Exercise details: The entries should be written out again exactly as they read.

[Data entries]

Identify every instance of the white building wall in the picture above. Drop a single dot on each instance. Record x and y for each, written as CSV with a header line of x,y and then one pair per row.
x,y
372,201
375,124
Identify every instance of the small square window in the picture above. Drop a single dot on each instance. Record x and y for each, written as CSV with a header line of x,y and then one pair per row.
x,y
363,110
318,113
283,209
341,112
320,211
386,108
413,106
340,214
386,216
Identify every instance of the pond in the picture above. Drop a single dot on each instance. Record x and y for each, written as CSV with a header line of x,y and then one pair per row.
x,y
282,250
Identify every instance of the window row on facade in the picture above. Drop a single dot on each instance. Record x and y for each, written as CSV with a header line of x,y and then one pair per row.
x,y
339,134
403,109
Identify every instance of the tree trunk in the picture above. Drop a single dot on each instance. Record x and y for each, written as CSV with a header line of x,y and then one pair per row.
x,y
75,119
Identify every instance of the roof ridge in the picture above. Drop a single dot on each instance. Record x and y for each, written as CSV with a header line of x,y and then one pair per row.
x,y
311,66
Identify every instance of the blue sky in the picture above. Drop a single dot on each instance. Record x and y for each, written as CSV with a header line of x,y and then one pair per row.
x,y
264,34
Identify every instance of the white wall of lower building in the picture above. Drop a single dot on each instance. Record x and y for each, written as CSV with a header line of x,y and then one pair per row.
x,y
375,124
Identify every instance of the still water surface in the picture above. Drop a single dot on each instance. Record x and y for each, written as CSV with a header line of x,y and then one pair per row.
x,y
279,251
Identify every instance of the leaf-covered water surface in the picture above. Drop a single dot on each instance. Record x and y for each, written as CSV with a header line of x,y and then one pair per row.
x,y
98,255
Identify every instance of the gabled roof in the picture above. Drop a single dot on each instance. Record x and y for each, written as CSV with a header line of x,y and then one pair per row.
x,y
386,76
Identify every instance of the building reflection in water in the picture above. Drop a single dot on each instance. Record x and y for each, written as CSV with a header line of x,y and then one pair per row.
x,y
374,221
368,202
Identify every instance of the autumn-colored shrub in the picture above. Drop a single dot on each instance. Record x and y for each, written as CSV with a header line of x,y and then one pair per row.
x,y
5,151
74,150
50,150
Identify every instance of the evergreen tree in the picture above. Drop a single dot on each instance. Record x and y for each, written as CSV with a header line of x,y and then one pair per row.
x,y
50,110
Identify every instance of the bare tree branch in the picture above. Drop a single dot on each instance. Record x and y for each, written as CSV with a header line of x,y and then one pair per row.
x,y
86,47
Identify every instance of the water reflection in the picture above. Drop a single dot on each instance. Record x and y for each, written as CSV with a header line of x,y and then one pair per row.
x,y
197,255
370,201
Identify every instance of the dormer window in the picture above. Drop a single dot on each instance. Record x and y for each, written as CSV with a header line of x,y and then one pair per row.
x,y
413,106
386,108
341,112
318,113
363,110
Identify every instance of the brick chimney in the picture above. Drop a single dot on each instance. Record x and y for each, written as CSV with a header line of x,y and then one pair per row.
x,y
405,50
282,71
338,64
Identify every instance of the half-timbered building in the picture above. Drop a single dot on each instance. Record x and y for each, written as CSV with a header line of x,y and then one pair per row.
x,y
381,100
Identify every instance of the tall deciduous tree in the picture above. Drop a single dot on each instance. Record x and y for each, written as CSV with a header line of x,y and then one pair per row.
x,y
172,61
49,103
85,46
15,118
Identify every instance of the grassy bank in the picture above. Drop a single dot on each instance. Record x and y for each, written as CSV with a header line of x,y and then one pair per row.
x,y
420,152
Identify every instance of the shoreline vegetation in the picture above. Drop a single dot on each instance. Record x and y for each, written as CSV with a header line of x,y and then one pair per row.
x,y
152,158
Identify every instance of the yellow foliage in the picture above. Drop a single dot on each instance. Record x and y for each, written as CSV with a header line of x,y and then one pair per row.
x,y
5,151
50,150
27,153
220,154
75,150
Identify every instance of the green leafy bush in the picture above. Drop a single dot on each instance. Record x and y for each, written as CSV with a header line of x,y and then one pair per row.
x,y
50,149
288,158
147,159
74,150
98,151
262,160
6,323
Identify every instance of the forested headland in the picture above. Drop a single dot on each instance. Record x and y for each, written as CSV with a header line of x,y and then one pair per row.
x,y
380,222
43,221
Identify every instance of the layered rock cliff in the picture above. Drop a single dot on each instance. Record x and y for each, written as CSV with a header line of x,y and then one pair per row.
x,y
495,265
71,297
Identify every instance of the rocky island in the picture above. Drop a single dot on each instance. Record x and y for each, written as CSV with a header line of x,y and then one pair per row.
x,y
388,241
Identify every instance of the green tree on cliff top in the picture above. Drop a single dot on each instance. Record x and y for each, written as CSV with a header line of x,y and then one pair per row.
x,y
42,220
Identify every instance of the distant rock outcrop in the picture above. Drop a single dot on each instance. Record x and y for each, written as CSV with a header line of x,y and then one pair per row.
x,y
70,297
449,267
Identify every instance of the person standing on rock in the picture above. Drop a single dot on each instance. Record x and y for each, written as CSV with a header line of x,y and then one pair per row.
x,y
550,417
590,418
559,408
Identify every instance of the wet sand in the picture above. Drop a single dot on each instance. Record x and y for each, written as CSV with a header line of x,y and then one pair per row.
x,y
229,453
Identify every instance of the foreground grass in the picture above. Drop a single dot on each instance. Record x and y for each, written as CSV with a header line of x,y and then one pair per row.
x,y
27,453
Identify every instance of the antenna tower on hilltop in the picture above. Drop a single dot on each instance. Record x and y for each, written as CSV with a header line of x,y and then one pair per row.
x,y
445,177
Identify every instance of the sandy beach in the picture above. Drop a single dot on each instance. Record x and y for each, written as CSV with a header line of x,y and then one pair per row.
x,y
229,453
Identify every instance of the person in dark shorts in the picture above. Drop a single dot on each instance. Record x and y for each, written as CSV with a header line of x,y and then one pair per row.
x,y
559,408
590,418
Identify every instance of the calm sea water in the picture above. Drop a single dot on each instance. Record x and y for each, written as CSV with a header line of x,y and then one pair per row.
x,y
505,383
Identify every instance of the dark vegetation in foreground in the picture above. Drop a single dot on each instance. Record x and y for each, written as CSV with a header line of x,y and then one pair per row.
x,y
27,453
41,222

Response box:
Identify every instance of the white building wall in the picture above. Drop a single dot on each instance. Record x and y for each, written as CSV with a header line of x,y and then one pair per row.
x,y
372,201
375,124
Identify every instance of the small square window in the picture above. Drop a single dot on each instance. Record x and y for each, written as CSV with a header line of x,y and then one pair per row.
x,y
363,110
318,113
283,209
341,112
320,211
386,108
413,106
340,214
386,216
Identify every instance of the pond in the picture above. Drop a single dot on each instance. Record x and y for each, written as CSV with a header line of x,y and then one pair per row.
x,y
282,250
Identify every instance of the window row on facade in the picture above. Drop a single dot on each instance. Record x and y for each, written as CSV with a header line of x,y and then one pair per row.
x,y
339,134
403,109
Identify every instance of the tree trunk in the picture above. Drop a single dot on each instance. Record x and y for each, written as CSV with a header line of x,y and then one pair per row.
x,y
75,119
Identify every instance of the roof ridge in the picture above. Drop a single dot on each instance. Record x and y for each, written as CSV with a header line of x,y and then one pair per row.
x,y
311,66
Identify every instance of the blue sky in the picture above. Drop a single dot on each instance. Record x and y for each, written as CSV with a header line of x,y and then one pair per row.
x,y
264,34
Identify every instance of the white wall of lower building in the picture above. Drop a single dot on each instance. Record x and y for each, written as CSV with a header line of x,y and then one pair per row.
x,y
375,124
Identify every instance of the still water surface in the picture above. Drop a single dot on each instance. Record x and y for each, written as CSV with a header line of x,y and then one pair per row.
x,y
279,251
Identify every instance of the leaf-covered water surface in the picture above. Drop a single dot on each instance. Record x and y for each, written as CSV with a header line of x,y and then one pair per row.
x,y
98,255
Identify every instance of the gabled roof in the picture above. Drop a single dot on each instance. Record x and y for each, written as CSV with a header line of x,y and then one pair per row.
x,y
386,76
Identify every instance of the building reflection in water in the picture above. Drop a single dot on each instance. Record x and y for each, written as CSV with a header line of x,y and then one pair per row.
x,y
374,221
368,202
Identify every instance of the autumn-colored shrub in the picture above. Drop a single dot on each instance. Record x and y for each, written as CSV with a header line of x,y and then one pair per row.
x,y
5,151
74,150
50,150
Identify every instance of the evergreen tree in the picture above. Drop a single dot on each instance. Record x and y for each, written as CSV with a header line of x,y and then one pair per row.
x,y
50,110
Identify every instance of the bare tree branch in the picture above. Drop a single dot on each instance. Record x and y for each, written as CSV with a header line of x,y and then one pair per row.
x,y
86,47
Identify every instance of the water reflection in the picture above. Drop a single dot on each instance. Record x and y for each, written as CSV with a header line of x,y and then one pair per row.
x,y
197,255
370,201
Identify every instance of the dormer window in the picture above. Drop a single dot on each instance. Record x and y for each, written as CSV with a header line of x,y and then one pair per row.
x,y
413,106
386,108
341,112
318,113
363,110
Identify every instance of the brick chimney in the picture above. Drop a single dot on each instance. Record x and y for each, written as CSV with a header line of x,y and then one pair per row.
x,y
405,50
282,71
338,64
Identify every instance of the half-timbered building in the picture above. Drop a single dot on each instance. Record x and y for each, written as CSV with a header line of x,y and then one pair per row.
x,y
381,100
Identify every instance of the tall deciduous tree in the picture above. Drop a single dot on each instance. Record x and y for each, written as CSV with a header line of x,y and then one pair per row.
x,y
172,61
49,103
85,46
15,118
Identify every instance of the grassy bank in the picture above. Drop a single dot on each instance. Record x and y for each, written as CSV with a header line of x,y and then one pair per row.
x,y
420,152
Identify every instance of the shoreline vegetation in the picture above. Drop a single dot on each instance. Record x and y for each, written as CSV with a header line of x,y and then one pair per row.
x,y
152,158
Identify every instance of the yellow foliage in the picture above. Drop a single dot on each instance. Record x and y for each, written as CSV with a header line of x,y and then one pair per row.
x,y
5,151
50,150
27,153
220,154
75,150
Identify every instance of the green leafy bush in the picture above. Drop a single dot on each instance. Record x and y for each, written as CSV with a header line of x,y and then one pair per row.
x,y
50,149
288,158
147,159
74,150
98,151
262,160
6,323
Identify every instance of the forested headland in the picture above. Drop a single dot on each instance. Record x and y for each, written as CSV with a header line of x,y and then one pair per row.
x,y
380,222
43,221
Identify every instance of the layered rock cliff in the picture above. Drop a single dot on each instance. Record x and y for each, written as CSV with a header line of x,y and then one pair per row.
x,y
495,265
71,297
Identify every instance of the rocky island in the picture above. Drop a single dot on each instance. Record x and y for each, written as CSV with a header line of x,y and then one pair per row.
x,y
388,241
Identify every instance of the green tree on cliff top in the picture above. Drop a single dot on each instance. Record x and y for each, written as CSV with a header line of x,y and then one pair per row.
x,y
42,220
Identify every instance of the distant rock outcrop in the picture above. Drop a single dot on each instance. Record x and y for each, written as CSV with a header line of x,y and then one pair per row.
x,y
70,297
449,267
Identify every instance of the person standing on rock in the picture above. Drop a single dot on each instance. Record x and y for each, written as CSV with a header line of x,y and then one pair per row.
x,y
550,417
590,418
559,408
Identify every instance of the wet sand in the picture above. Drop a single dot on each instance. Record x and y for each, written as CSV with a header line of x,y and then one pair per row.
x,y
229,453
Identify every instance of the foreground grass in the picture above. Drop a single dot on each instance. Record x and y for each, written as CSV with a header line of x,y and then one pair per row.
x,y
27,453
Identify every instance of the antenna tower on hilltop in the picture above. Drop a single dot on each instance. Record x and y for each, written as CSV with a header line of x,y and then one pair per row.
x,y
445,177
Identify every instance of the sandy beach in the picture above. Drop a single dot on each instance. Record x and y for each, written as CSV with a header line of x,y and then one pair per row.
x,y
229,453
Identify every instance of the person in dark shorts in the picture above. Drop a single dot on each instance. Record x and y for each, written as CSV with a header line of x,y and then one pair per row.
x,y
559,408
590,418
Identify every instance of the calm sea water in the picture above. Drop a single dot on each instance. Record x and y for each, written as CSV with a header line of x,y and then one pair per row.
x,y
505,383
Identify every instance of the dark vegetation in foreground in the picture above. Drop a single dot on each instance. Record x and y for each, written as CSV with a header line of x,y and then one pair per row.
x,y
27,453
41,222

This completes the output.